*** Opening Information shown ***

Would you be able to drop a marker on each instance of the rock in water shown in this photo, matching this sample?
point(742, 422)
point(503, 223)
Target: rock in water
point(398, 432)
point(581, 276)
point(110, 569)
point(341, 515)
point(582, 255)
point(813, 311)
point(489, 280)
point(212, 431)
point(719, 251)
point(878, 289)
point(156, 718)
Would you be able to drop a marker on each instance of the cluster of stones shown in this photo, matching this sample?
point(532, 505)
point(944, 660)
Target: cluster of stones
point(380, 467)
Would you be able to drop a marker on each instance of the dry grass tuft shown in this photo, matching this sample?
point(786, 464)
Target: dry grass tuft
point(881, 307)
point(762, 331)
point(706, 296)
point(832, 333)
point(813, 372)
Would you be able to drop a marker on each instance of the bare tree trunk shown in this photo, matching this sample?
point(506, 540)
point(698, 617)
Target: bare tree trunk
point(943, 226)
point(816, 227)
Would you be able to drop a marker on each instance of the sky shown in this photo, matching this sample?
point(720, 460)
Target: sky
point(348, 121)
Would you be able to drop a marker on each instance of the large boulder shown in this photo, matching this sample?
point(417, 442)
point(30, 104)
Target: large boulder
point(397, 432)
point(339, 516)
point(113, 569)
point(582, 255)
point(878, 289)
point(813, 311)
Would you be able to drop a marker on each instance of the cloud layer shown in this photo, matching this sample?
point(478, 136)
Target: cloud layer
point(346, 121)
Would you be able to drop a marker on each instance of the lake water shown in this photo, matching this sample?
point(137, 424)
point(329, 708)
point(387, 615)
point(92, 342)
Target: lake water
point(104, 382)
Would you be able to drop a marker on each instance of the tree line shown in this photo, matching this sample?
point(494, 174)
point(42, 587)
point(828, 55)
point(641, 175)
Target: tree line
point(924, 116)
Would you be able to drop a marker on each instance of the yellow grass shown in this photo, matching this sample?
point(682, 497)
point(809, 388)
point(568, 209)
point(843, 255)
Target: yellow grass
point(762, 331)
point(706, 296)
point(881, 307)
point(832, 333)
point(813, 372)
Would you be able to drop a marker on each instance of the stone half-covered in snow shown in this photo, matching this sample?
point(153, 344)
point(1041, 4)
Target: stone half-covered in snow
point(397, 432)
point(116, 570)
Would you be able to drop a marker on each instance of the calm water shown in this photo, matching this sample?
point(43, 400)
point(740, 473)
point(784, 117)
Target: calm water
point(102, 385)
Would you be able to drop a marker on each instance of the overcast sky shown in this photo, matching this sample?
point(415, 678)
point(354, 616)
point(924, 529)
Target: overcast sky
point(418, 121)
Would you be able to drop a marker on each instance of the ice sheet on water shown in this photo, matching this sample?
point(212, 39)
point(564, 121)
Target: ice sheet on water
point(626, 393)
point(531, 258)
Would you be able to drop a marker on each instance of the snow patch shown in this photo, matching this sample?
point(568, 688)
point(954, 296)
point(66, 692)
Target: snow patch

*** Closing Information shown ***

Task item:
The records above should be repeated exactly. Print them all.

Solution:
Would you be able to drop a marker on each instance of the rock in water shown in this photo, matching this sample?
point(742, 422)
point(503, 223)
Target: rock in water
point(398, 432)
point(581, 276)
point(110, 569)
point(341, 515)
point(582, 255)
point(813, 311)
point(489, 280)
point(212, 431)
point(719, 251)
point(878, 289)
point(156, 718)
Would you be able to drop a marker on each instance of the cluster of stones shown in this photo, matching this sample?
point(532, 505)
point(944, 660)
Target: cluster of stones
point(380, 467)
Would you be able to drop a marker on each instance of the dry grass tuft shown in this photo, matching this sample?
point(786, 464)
Target: dry grass tuft
point(881, 307)
point(762, 331)
point(706, 296)
point(832, 333)
point(813, 372)
Would you be able to drop a marker on each instance of the bare tree trunk shown in this photo, matching this sample?
point(506, 540)
point(698, 617)
Target: bare tree trunk
point(943, 226)
point(816, 227)
Would you be able to drop a marker on each instance of the sky shown in this photo, matching this sample?
point(720, 460)
Target: sky
point(348, 121)
Would you be able to drop a marker on each instance of the large boulder shown in this photo, matching this sample?
point(417, 442)
point(30, 104)
Target: large boulder
point(397, 432)
point(339, 516)
point(113, 569)
point(582, 255)
point(878, 289)
point(813, 311)
Would you be able to drop a marker on each instance of the cloud layer shown in this photo, matching this sample?
point(478, 136)
Target: cloud layer
point(346, 121)
Would you be able to drop a marker on each instance of the lake water shown in this photo, matching this sample?
point(137, 424)
point(329, 708)
point(387, 615)
point(92, 342)
Target: lake water
point(104, 382)
Would you be able to drop a marker on each instance of the tree line shown in this photo, matching this sample?
point(494, 174)
point(42, 587)
point(828, 55)
point(641, 175)
Target: tree line
point(924, 116)
Would you be able to drop a marker on each instance of the yellow grass shown in this photo, matching this sample?
point(682, 497)
point(809, 388)
point(568, 209)
point(843, 255)
Target: yellow grass
point(762, 331)
point(706, 296)
point(881, 307)
point(832, 333)
point(813, 372)
Would you be able to drop a marker on each instance of the stone half-covered in snow shown in this photo, matching this sample?
point(153, 344)
point(1041, 4)
Target: stone half-covered in snow
point(397, 432)
point(116, 570)
Would you be able to drop a marker on each instance of the calm water shown in this photo, matching this sample?
point(43, 400)
point(740, 473)
point(784, 117)
Target: calm water
point(102, 385)
Would you be able to drop a marker on each instance of the overcast sky shown in this photo, matching this sample?
point(415, 678)
point(354, 616)
point(924, 529)
Target: overcast sky
point(418, 121)
Would you be able to drop a marker on each instance of the ice sheet on water shown in this photo, matching this sample?
point(212, 39)
point(564, 121)
Target: ice sheet on water
point(626, 393)
point(531, 258)
Would you be able to drop a marker on each instance of the snow patch shown in this photo, matching this sample?
point(568, 688)
point(954, 296)
point(66, 692)
Target: snow patch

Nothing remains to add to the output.